== RECORDS SUPPLIED ==
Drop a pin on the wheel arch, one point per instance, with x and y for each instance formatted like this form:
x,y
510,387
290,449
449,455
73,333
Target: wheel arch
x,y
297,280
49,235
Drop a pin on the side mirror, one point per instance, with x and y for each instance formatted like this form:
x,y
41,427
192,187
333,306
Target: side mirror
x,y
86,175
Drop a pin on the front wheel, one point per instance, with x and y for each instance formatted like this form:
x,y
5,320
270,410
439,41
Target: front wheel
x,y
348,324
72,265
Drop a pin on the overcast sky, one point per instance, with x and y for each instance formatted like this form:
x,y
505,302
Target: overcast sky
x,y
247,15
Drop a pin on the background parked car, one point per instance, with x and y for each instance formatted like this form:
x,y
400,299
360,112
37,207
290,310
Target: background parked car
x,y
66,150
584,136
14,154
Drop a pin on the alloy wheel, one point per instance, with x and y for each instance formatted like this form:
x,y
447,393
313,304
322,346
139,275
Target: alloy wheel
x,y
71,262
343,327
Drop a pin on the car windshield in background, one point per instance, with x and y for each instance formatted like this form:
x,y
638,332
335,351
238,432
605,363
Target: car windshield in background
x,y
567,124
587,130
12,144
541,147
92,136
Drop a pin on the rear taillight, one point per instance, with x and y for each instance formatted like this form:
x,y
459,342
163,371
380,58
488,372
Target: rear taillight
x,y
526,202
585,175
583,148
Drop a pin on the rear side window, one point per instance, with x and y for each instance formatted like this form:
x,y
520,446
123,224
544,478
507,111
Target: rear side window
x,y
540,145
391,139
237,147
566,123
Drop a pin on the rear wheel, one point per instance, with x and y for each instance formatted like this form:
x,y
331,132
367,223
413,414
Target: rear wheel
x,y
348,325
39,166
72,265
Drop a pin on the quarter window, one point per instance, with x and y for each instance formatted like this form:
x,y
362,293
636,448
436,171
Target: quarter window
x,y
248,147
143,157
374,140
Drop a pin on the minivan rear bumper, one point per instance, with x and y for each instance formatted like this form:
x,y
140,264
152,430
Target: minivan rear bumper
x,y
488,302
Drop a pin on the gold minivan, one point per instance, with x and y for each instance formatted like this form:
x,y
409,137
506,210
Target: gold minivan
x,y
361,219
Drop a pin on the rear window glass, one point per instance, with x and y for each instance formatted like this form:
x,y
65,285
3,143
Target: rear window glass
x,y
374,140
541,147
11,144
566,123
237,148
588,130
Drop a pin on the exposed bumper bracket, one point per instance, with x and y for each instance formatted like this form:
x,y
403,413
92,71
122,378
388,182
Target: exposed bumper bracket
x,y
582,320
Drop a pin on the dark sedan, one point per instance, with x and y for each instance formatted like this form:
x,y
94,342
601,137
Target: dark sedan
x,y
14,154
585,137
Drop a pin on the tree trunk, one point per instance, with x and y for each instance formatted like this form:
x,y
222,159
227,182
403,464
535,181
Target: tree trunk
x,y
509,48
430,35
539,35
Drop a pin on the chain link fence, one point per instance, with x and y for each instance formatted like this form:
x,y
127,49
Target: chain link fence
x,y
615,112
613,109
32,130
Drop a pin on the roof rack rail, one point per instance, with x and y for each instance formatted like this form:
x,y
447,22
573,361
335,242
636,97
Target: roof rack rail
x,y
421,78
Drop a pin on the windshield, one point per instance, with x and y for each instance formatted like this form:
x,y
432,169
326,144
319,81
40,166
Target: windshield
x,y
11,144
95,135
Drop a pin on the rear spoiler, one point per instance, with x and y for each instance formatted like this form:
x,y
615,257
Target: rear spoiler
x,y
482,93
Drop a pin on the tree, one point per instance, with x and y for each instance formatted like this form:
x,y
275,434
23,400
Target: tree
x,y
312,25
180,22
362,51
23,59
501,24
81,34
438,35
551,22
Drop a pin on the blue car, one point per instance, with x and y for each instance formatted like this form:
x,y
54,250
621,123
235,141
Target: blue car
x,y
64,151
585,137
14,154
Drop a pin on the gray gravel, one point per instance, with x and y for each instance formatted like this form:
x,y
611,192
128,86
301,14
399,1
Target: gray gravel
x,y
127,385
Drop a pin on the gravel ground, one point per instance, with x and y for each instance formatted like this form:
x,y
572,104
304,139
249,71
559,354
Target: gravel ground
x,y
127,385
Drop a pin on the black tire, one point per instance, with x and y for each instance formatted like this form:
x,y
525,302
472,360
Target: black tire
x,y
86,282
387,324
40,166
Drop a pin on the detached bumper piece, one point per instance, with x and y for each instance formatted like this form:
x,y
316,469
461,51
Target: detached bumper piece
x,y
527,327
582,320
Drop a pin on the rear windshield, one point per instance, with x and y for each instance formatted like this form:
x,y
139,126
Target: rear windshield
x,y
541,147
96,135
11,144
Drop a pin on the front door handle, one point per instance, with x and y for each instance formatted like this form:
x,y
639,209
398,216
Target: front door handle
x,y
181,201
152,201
===
EXERCISE GOAL -> Each entry should be reproduced in the output exactly.

OUTPUT ->
Drop a pin on the wheel arch, one point per instance, with x and y for each instance formatted like this form:
x,y
510,387
290,449
449,455
73,333
Target: wheel arch
x,y
297,280
49,235
Drop a pin on the side mirror, one point per instance, with x and y for each instance formatted like this form:
x,y
41,427
192,187
333,306
Target: side mirror
x,y
86,175
Drop a pin on the front wheel, one point per instance, with x and y for each instance formatted like this form:
x,y
5,320
270,410
439,41
Target: front wheel
x,y
348,324
72,265
Drop a pin on the overcast sky, one point per instance, with x and y for each instance formatted like this form:
x,y
505,302
Target: overcast sky
x,y
247,15
Drop a pin on the background parked car, one point per instance, with x and y for each instance formatted like this form:
x,y
400,299
360,112
37,207
290,310
Target: background parked car
x,y
66,150
584,136
14,154
Drop a pin on the alloy wheel, one point per instance, with x and y for each instance formatted like this form:
x,y
447,393
313,304
322,346
139,275
Target: alloy wheel
x,y
71,262
343,327
Drop a pin on the car windshield in background, one point per instance, with x and y for each instance formatted like this form:
x,y
638,332
335,351
238,432
605,363
Target: car windshield in background
x,y
567,124
587,130
12,144
541,147
92,136
Drop a pin on the rear taillight, one point per instance, with x and y for each instance formatted like this form:
x,y
459,342
163,371
380,58
488,372
Target: rear taillight
x,y
526,202
585,175
583,148
Drop a pin on the rear side window, one point per instance, with x and y for each instance formatted like this form:
x,y
520,446
123,224
544,478
507,111
Target: rear side window
x,y
540,145
391,139
237,147
566,123
Drop a pin on the rear wheel, one point per instance, with x and y for each instance formatted like this form:
x,y
331,132
367,223
413,414
Target: rear wheel
x,y
348,325
39,166
72,265
Drop a pin on the quarter window, one point per instance, with x and y for each instance formatted like this form:
x,y
362,293
636,448
436,171
Target: quarter window
x,y
248,147
143,157
374,140
Drop a pin on the minivan rear bumper, one point per instance, with x and y for each instance formatted like this form:
x,y
140,264
152,430
Target: minivan rear bumper
x,y
488,302
Drop a pin on the gold minivan, one point per instance, with x and y for each instance formatted like this form:
x,y
409,137
506,210
Target: gold minivan
x,y
361,219
Drop a pin on the rear window glass, one point per instance, with x and y for each instance formatted like this form:
x,y
65,285
3,143
Target: rear window glass
x,y
374,140
541,147
11,144
566,123
237,148
588,130
Drop a pin on the exposed bumper bracket, one point per instance, with x and y for each instance formatted like this form:
x,y
403,413
92,71
122,378
388,182
Target: exposed bumper bracket
x,y
582,320
Drop a pin on the dark sedan, one point per instance, with x and y for each instance formatted like this form:
x,y
94,342
601,137
Target: dark sedan
x,y
14,154
585,137
Drop a pin on the tree trunk, one point per instance, with x and y for each instance formatted like this form:
x,y
222,159
227,182
403,464
535,181
Target: tree trunk
x,y
509,48
430,35
539,35
Drop a pin on the chain link fence, one point per instance, with x and y for each instance formatted like this form:
x,y
127,49
Target: chain link fence
x,y
615,112
613,109
32,130
Drop a pin on the roof rack rail, one point per instance, with x and y for each instance formatted like this form:
x,y
447,22
573,361
335,242
636,97
Target: roof rack rail
x,y
421,78
Drop a pin on the windshield, one point per instance, with x and y for each instance formatted like this form:
x,y
432,169
326,144
319,81
40,166
Target: windshield
x,y
11,144
95,135
Drop a pin on the rear spoiler, one point per instance, with x and y for each instance formatted like this form:
x,y
615,257
Target: rear spoiler
x,y
482,93
Drop a pin on the tree, one point per instance, with x and y for each instance formatted like this form:
x,y
275,434
23,400
Target: tree
x,y
312,25
180,22
362,51
23,59
501,24
81,34
438,35
551,22
Drop a pin on the blue car, one point per instance, with x and y for each instance formatted like this form:
x,y
54,250
621,123
235,141
Target: blue car
x,y
64,151
585,137
14,154
Drop a pin on the gray gravel, one point per instance, with x and y for each instance formatted like this form:
x,y
611,192
128,86
301,14
399,1
Target: gray gravel
x,y
127,385
Drop a pin on the gravel ground, one point per instance, with x and y for each instance formatted like this form:
x,y
572,104
304,139
249,71
559,354
Target: gravel ground
x,y
127,385
Drop a pin on the black tire, one point per instance, with x and y for each instance formatted like this form:
x,y
525,302
472,360
Target: black tire
x,y
86,282
387,324
40,166
Drop a pin on the detached bumper piece, one point per instance, with x and y for each instance formatted like this form:
x,y
316,469
461,51
Target: detached bumper piece
x,y
527,327
582,320
Drop a pin on the rear windshield, one point per instance, with x and y for each instance formatted like this form:
x,y
139,126
Target: rear windshield
x,y
541,147
96,135
11,144
Drop a pin on the front door handle, one point per instance, with x and y for each instance formatted like this form:
x,y
639,209
398,216
Target: front door handle
x,y
181,201
152,201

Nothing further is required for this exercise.